• _Extrait du texte_:
SFuchs- Messages : 135
Date d'inscription : 29/05/2015
Re: Mimesis, intersubjectivité et relation sociale
Bonjour SFuchs,
Vous commencez avec raison votre chapitre V par l'analogie et la trilogie des causes qui est la base de comparaison. Je comprends l'analogie dans le sens strict de l'analogie dite de proportionnalité qui est revenue en force en science, non seulement sous la conception systémique de L. von Bertalanffy qui parlait de similitude ou homologies structurelles mais aussi dans la théorie des fractales de Mandelbrodt où le terme est homothétie, ainsi que dans le phénomène holographique.
Je ne parviens pourtant pas à vous suivre dans votre compréhension de la mimesis quand vous l'assimilez à la cause formelle. J'ai compris l'intersubjectivité ou mimesis, telle que vous l'expliquez au début, comme interaction entre sujets ou systèmes de même ordre en compétition, par exemple comme concurrence entre individus ou entreprises. Je l'ai considérée ainsi par analogie à la cause efficiente.
Mais le concept de mimesis est ambigu. Vous l'avez expliquée à la fois comme empathie ou harmonie et comme rivalité ou antagonisme. Je comprends bien que dans le sens de l'empathie la mimesis a le rôle de formation de l'unité et harmonie interne d'une société. Dans le sens inverse, conflictuel et d'antipathie elle aurait celui de défense individuelle ou commune contre toute menace externe. Cet antagonisme constituerait une limite, comme la membrane pour la cellule de Varela que vous évoquez. Tout système implique en effet une limite, même les systèmes cosmiques, selon l'univers-plasma, auraient une limite sous forme de double couche de charges opposées: l'héliosphère pour le système solaire, la ionosphère ou bouclier magnétique pour la Terre.
Est-ce cela que vous appelez clôture?
Suivant l'ordre systémique, j'assimile l'interaction entre systèmes de même ordre à la cause efficiente, J'assimile la relation avec les systèmes d'ordre inférieur qui composent nécessairement le système à la cause matérielle (ce sont ces besoins matériels qui sont les objets des désirs à l'origine des conflits). Enfin j'assimile à la cause formelle l'intégration du système dans un ordre supérieur par lequel il est organisé; par exemple l'adaptation de l'entreprise aux besoins des consommateurs et de la société en général. On peut dans ce sens remonter l'ordre hiérarchique des systèmes d'étage en étage jusqu'à l'univers et assimiler la cause formelle avec la cause finale.
Mais celle-ci est au-delà des principes de la manifestation l'unité. L'unité première est inatteignable par la raison qui exige des distinctions. Je la l'imagine simplement comme pure potentialité, comme "toute possibilité" dans le sens étymologique de ce que les anciens entendaient par "toute-puissance"

• _Consigne de travail 1_: Indiquez, s'il vous plaît, si chacune des affirmations suivantes concorde avec le message sur la mimesis, par oui ou par non, en citant à l'identique les mots du message qui tranchent. (a) Le message assimile l'interaction entre systèmes de même ordre à la cause efficiente. (b) Le message attribue le terme d'homothétie à L. von Bertalanffy. (c) D'après le message, la limite de la Terre prend la forme de l'héliosphère.
Les entrées n'ont aucun lien avec le message sur la mimesis.

Entrées enregistrées:
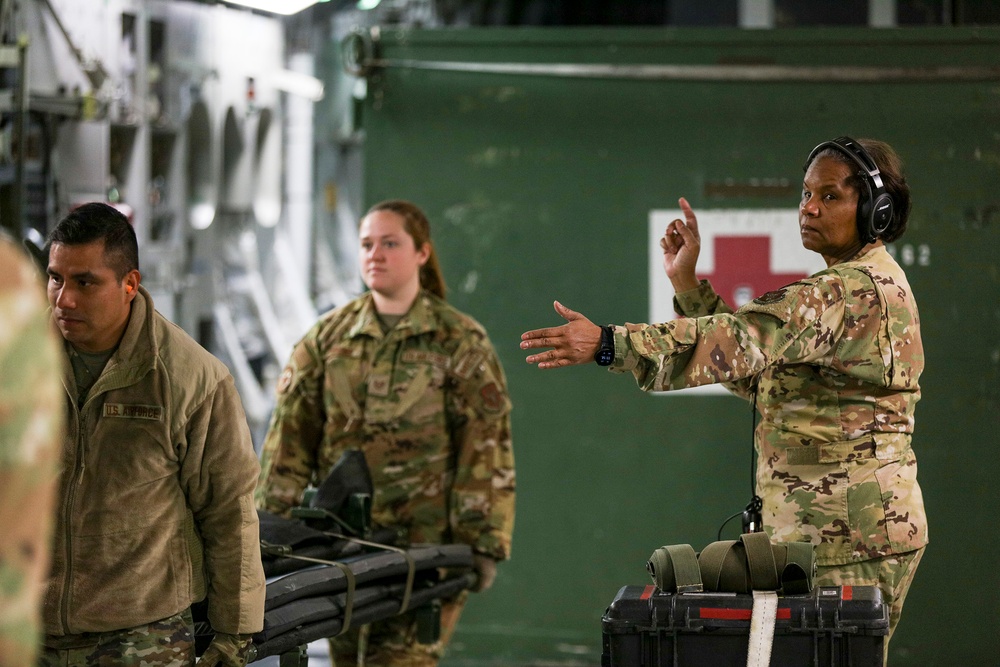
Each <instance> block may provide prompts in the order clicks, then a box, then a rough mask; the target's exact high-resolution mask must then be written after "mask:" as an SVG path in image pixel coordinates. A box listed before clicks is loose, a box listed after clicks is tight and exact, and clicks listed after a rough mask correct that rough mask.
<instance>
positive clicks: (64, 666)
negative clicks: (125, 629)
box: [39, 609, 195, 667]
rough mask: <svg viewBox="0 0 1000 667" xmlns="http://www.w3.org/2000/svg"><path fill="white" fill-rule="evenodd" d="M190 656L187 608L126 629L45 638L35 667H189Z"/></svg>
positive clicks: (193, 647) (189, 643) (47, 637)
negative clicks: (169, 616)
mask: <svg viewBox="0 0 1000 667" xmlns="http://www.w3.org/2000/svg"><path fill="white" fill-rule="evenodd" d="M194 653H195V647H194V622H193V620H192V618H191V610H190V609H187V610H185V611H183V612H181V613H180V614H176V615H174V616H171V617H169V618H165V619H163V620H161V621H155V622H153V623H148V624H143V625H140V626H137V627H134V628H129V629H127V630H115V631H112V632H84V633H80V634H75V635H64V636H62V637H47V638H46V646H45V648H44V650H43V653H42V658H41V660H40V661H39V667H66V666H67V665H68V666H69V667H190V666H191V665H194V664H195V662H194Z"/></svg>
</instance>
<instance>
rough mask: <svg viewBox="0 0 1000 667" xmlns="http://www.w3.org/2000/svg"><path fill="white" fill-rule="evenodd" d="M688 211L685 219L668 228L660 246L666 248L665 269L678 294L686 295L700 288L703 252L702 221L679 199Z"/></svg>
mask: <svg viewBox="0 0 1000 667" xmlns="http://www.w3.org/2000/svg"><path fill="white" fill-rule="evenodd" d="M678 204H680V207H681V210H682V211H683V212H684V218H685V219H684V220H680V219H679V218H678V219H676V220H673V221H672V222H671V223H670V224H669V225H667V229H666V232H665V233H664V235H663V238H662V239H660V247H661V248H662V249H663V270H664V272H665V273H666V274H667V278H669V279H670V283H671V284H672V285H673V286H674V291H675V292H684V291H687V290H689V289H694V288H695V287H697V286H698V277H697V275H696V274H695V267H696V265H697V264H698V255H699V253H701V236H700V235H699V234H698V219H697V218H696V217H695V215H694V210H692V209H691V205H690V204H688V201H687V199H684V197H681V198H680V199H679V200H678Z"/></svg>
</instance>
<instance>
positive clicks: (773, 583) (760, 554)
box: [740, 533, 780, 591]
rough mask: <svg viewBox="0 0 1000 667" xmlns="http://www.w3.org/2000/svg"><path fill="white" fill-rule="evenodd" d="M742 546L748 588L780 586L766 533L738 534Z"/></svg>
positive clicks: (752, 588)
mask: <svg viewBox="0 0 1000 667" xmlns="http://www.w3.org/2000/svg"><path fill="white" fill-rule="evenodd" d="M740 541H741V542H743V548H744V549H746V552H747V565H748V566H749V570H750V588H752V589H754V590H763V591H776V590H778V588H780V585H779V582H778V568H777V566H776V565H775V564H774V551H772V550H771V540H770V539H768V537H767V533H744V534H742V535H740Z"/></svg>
--
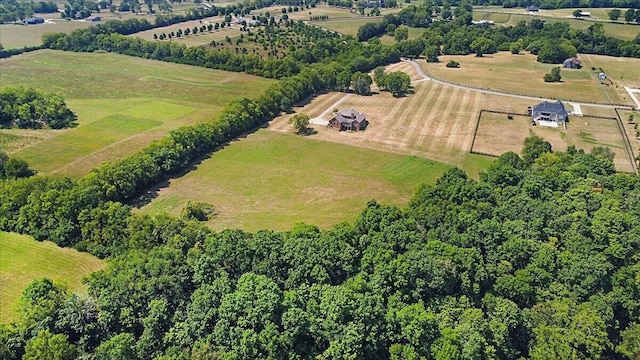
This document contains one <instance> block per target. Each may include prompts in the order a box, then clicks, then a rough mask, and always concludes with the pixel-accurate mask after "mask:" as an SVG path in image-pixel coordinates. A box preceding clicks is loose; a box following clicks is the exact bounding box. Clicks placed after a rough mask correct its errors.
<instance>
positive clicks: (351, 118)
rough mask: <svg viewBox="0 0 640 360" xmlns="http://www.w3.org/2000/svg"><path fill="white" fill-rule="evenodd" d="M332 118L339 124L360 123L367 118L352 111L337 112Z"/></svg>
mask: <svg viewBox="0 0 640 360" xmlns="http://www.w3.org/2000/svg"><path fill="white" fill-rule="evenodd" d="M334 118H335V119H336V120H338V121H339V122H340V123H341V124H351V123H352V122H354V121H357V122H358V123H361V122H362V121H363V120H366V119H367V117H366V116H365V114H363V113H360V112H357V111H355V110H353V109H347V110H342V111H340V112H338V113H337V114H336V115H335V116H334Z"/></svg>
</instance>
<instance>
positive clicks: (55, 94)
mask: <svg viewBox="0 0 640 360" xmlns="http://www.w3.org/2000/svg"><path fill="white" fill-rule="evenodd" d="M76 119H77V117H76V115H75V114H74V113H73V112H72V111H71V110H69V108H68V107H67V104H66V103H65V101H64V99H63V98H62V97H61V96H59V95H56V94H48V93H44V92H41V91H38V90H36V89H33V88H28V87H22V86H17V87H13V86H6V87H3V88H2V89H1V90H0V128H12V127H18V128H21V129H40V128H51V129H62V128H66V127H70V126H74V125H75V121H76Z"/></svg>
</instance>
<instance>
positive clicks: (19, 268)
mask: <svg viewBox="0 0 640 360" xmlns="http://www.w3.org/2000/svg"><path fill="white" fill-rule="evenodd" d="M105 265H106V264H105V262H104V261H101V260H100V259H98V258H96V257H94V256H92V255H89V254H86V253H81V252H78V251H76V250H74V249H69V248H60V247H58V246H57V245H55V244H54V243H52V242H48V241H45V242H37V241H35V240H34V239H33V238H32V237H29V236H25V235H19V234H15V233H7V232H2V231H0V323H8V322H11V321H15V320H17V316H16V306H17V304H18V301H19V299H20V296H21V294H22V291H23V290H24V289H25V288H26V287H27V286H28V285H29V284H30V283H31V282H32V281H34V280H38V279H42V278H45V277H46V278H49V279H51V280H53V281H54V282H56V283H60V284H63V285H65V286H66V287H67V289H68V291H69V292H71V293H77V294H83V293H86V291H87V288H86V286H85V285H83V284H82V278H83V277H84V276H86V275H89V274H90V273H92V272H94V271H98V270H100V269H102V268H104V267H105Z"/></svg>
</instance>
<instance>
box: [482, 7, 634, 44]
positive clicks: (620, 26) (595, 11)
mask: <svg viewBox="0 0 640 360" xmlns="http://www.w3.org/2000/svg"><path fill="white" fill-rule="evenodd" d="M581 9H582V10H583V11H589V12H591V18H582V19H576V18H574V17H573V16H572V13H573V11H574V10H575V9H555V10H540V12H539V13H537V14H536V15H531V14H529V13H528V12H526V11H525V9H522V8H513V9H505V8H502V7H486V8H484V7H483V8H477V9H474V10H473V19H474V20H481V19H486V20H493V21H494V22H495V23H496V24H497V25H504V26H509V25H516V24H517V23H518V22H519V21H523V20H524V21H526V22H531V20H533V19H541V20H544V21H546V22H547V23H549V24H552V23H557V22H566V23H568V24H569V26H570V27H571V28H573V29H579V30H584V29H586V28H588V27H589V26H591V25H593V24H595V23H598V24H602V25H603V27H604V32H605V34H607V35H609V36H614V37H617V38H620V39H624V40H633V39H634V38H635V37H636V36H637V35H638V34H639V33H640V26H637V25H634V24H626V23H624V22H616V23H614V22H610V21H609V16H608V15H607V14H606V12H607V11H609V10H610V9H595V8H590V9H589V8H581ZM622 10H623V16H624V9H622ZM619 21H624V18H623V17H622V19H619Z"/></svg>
---
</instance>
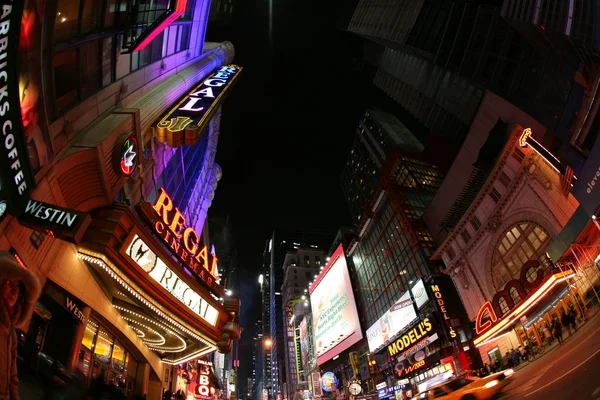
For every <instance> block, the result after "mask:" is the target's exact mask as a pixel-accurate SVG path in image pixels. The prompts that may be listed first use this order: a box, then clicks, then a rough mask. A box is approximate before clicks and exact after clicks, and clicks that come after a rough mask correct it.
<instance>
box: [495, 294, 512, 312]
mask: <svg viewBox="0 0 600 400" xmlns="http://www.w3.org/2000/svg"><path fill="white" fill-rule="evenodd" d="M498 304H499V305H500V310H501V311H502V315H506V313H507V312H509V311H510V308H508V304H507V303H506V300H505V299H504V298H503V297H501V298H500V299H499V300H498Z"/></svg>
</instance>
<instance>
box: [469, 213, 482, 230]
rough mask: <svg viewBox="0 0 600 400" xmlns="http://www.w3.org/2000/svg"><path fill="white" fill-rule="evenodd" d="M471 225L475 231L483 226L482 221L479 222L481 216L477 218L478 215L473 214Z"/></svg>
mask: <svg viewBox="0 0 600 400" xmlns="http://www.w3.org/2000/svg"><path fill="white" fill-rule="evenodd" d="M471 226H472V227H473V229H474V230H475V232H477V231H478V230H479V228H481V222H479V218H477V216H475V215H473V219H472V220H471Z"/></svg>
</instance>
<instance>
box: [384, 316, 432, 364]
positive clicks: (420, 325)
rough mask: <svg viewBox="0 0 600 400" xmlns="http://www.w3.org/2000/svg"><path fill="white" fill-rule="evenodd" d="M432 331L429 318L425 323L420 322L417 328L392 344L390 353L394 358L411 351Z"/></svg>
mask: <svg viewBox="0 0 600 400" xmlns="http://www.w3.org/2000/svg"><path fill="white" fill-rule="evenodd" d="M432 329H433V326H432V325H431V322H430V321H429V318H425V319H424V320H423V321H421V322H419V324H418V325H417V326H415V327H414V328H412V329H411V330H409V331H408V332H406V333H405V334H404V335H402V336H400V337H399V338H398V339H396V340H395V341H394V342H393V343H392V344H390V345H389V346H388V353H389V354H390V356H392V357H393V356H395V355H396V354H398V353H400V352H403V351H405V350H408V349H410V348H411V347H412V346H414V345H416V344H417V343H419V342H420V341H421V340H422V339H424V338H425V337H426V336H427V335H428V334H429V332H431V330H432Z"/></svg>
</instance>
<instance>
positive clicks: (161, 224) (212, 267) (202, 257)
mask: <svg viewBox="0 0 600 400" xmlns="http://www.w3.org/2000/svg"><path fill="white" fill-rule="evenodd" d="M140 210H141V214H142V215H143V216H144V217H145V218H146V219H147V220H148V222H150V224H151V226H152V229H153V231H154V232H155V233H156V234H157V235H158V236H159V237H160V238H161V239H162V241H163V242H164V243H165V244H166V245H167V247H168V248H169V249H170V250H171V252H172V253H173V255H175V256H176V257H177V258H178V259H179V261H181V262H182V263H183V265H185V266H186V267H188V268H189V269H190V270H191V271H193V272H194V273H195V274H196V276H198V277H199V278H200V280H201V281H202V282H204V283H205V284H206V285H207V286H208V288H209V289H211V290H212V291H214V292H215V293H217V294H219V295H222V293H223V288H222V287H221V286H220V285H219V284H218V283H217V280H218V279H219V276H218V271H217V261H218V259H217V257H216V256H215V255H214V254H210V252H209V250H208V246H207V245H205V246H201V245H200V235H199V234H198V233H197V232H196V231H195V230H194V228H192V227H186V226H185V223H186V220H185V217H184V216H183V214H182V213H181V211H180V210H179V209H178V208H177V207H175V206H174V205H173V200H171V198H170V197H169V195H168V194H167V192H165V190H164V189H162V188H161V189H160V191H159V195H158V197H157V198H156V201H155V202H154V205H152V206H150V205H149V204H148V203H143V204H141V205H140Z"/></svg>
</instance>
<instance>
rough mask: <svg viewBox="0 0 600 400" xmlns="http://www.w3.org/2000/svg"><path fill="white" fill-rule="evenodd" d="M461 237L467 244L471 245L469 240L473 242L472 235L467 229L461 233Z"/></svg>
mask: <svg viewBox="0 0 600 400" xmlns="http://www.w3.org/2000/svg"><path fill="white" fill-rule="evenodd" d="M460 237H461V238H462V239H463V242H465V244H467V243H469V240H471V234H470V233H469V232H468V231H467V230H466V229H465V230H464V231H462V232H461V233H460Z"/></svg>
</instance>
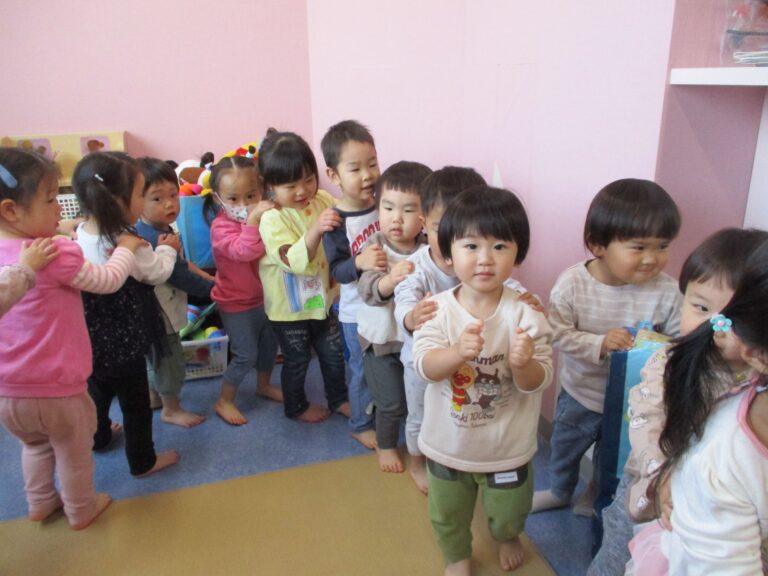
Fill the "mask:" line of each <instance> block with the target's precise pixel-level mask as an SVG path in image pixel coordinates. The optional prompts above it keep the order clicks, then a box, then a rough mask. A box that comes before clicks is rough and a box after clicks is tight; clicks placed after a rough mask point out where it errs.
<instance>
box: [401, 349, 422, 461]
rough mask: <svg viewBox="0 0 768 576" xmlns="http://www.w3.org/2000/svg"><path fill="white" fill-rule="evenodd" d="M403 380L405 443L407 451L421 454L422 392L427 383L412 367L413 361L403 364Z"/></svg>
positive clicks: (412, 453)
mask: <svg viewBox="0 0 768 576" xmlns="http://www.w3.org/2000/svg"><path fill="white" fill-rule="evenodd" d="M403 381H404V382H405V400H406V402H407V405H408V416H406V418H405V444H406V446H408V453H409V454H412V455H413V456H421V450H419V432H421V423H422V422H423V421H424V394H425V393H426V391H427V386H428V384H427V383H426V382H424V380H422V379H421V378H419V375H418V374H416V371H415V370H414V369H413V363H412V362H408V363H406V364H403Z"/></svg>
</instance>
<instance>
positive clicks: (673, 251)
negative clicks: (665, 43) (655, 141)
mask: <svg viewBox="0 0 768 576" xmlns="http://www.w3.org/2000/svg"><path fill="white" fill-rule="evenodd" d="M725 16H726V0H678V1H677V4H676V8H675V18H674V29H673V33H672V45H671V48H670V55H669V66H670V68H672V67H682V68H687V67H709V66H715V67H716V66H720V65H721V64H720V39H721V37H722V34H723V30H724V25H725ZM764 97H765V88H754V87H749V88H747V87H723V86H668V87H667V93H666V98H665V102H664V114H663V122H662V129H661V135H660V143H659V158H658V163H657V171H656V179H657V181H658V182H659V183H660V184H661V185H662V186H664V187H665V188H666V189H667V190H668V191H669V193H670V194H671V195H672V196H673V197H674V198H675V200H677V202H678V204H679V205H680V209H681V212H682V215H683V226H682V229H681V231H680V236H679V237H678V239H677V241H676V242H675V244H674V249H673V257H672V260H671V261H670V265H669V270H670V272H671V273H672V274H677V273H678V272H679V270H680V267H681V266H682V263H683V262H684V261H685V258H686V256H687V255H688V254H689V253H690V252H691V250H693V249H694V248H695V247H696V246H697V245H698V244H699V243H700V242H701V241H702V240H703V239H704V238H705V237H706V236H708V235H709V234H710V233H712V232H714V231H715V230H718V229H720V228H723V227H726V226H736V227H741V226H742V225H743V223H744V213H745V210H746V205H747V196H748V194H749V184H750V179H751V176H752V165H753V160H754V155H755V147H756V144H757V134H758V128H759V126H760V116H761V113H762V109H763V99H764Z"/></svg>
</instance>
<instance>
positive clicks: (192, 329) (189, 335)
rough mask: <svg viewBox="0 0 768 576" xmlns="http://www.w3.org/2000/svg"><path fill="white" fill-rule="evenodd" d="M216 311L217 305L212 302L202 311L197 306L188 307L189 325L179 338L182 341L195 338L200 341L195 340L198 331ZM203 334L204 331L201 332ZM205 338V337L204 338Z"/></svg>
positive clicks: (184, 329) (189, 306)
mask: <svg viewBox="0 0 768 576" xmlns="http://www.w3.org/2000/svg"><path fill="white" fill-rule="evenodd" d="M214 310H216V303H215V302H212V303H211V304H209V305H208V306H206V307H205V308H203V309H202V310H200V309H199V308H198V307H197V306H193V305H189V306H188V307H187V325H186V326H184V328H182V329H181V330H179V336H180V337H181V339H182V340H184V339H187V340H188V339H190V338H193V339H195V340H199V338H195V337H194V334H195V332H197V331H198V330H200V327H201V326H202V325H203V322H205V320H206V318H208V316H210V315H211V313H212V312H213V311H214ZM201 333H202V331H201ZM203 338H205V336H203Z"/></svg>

• _Consigne de travail 2_: Repérez dans les entrées chaque ligne contenant la chaîne « negative », puis recopiez toutes ces lignes.

• _Résultat attendu 1_:
(a) Oui : « j'assimile l'interaction entre systèmes de même ordre à la cause efficiente »
(b) Non : « L. von Bertalanffy qui parlait de similitude ou homologies structurelles mais aussi dans la théorie des fractales de Mandelbrodt où le terme est homothétie »
(c) Non : « l'héliosphère pour le système solaire, la ionosphère ou bouclier magnétique pour la Terre »

• _Résultat attendu 2_:
negative clicks: (125, 629)
negative clicks: (169, 616)
negative clicks: (665, 43) (655, 141)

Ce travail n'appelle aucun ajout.